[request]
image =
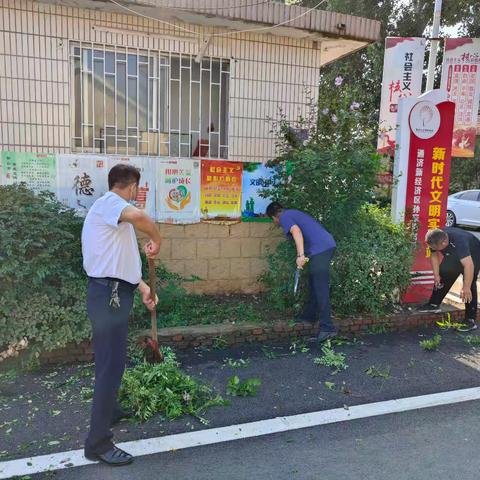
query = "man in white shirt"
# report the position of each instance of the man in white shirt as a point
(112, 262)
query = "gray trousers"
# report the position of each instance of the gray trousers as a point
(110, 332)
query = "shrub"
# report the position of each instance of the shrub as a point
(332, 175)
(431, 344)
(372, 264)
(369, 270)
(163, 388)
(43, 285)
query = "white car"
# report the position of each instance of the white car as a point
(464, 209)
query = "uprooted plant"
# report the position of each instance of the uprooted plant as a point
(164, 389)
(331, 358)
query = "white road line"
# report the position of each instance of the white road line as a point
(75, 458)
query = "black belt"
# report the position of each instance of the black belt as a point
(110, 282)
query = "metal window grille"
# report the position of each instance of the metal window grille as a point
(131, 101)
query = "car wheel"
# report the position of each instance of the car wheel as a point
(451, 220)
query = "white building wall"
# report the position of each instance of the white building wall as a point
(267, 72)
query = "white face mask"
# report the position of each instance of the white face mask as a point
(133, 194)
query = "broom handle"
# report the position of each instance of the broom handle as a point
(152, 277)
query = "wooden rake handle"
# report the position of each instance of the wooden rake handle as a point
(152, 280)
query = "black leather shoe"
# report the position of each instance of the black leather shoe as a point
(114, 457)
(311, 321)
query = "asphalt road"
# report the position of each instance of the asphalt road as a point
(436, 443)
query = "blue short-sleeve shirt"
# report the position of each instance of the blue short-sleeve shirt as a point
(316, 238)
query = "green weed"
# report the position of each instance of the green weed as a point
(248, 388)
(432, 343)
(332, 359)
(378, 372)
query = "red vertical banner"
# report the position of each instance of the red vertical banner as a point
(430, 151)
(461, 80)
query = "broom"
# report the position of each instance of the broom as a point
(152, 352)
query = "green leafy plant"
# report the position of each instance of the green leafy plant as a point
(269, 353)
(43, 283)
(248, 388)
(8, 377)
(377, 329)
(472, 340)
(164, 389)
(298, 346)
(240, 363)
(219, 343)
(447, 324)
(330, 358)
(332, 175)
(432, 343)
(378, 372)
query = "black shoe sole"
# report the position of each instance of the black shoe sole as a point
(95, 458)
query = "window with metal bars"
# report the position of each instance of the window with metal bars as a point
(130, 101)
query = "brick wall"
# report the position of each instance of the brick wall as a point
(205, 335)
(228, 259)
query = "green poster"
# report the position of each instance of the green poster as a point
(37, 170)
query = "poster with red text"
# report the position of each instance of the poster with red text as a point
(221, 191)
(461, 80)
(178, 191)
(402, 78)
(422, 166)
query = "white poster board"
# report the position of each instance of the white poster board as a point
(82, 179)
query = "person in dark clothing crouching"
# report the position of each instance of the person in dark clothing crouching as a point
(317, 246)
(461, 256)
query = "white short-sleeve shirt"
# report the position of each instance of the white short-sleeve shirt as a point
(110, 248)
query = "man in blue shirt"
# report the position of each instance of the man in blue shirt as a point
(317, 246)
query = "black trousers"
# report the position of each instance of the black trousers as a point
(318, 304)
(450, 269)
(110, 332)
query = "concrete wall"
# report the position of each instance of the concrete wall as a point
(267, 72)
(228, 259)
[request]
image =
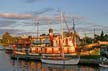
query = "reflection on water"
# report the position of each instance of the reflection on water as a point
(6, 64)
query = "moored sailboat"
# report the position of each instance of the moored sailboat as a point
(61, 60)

WHAT IS EXPECTED
Pictures are excluded; copy all other data exactly as shown.

RESPONSE TO THE TASK
[request]
image =
query = "man in white shirt"
# report the position of each instance of the man in white shirt as a point
(112, 262)
query = "gray trousers"
# report the position of each instance of the gray trousers as a point
(110, 332)
query = "shrub"
# report the position of each instance of the shrub as a point
(332, 175)
(431, 344)
(372, 264)
(369, 270)
(163, 388)
(43, 285)
query = "white car"
# report the position of each instance of the white car as a point
(464, 209)
query = "uprooted plant"
# report the position of each instance of the uprooted plant as a point
(164, 389)
(331, 358)
query = "white road line"
# report the position of each instance of the white road line as a point
(75, 458)
query = "black belt"
# report the position of each instance of the black belt as a point
(110, 282)
query = "metal window grille"
# report the position of each instance of the metal window grille as a point
(131, 101)
query = "car wheel"
# report the position of each instance of the car wheel as a point
(451, 220)
query = "white building wall"
# report the position of each instance of the white building wall as a point
(267, 72)
query = "white face mask"
# report the position of each instance of the white face mask as a point
(133, 194)
query = "broom handle"
# report the position of each instance of the broom handle as a point
(152, 277)
query = "wooden rake handle"
# report the position of each instance of the wooden rake handle as a point
(152, 280)
query = "black leather shoe"
# report the position of each instance of the black leather shoe as a point
(114, 457)
(311, 321)
query = "asphalt road"
# report the position of each instance of the asphalt road as a point
(436, 443)
query = "blue short-sleeve shirt"
# report the position of each instance of the blue short-sleeve shirt as a point
(316, 238)
query = "green weed"
# report the position of each instance of the green weed as a point
(248, 388)
(432, 343)
(332, 359)
(378, 372)
query = "red vertical banner"
# report the position of each instance of the red vertical banner as a point
(430, 151)
(461, 80)
query = "broom"
# report the position of each instance of the broom as a point
(152, 352)
query = "green leafy plant"
# report the position of each instance of the green leafy plant as a point
(269, 353)
(43, 283)
(248, 388)
(8, 377)
(377, 329)
(472, 340)
(164, 389)
(298, 346)
(240, 363)
(219, 343)
(447, 324)
(330, 358)
(332, 175)
(432, 343)
(378, 372)
query = "black shoe sole"
# report the position of each instance of the black shoe sole as a point
(95, 458)
query = "window with metal bars"
# report the position of each instance of the window with metal bars as a point
(130, 101)
query = "brick wall"
# report the position of each instance of the brick wall as a point
(205, 335)
(228, 259)
query = "green poster"
# report the position of each instance of the green poster as a point
(37, 170)
query = "poster with red text"
# report the position of each instance of the poster with red text as a point
(221, 191)
(461, 80)
(178, 191)
(402, 78)
(422, 166)
query = "white poster board"
# report the position of each instance of the white poster board as a point
(82, 179)
query = "person in dark clothing crouching"
# report the position of each instance of the person in dark clothing crouching as a point
(317, 246)
(461, 256)
query = "white short-sleeve shirt"
# report the position of each instance of the white short-sleeve shirt as a point
(110, 248)
query = "man in blue shirt"
# report the position of each instance of the man in blue shirt as a point
(317, 246)
query = "black trousers"
# report the position of each instance of the black trousers as a point
(318, 304)
(450, 269)
(110, 332)
query = "concrete wall"
# report the position of each instance of the concrete wall as a point
(267, 72)
(228, 259)
[request]
image =
query = "reflection on water"
# report the position of each instance of the reflection on water as a point
(6, 64)
query = "moored sailboat"
# report the position of each instance of the moored sailboat as a point
(61, 60)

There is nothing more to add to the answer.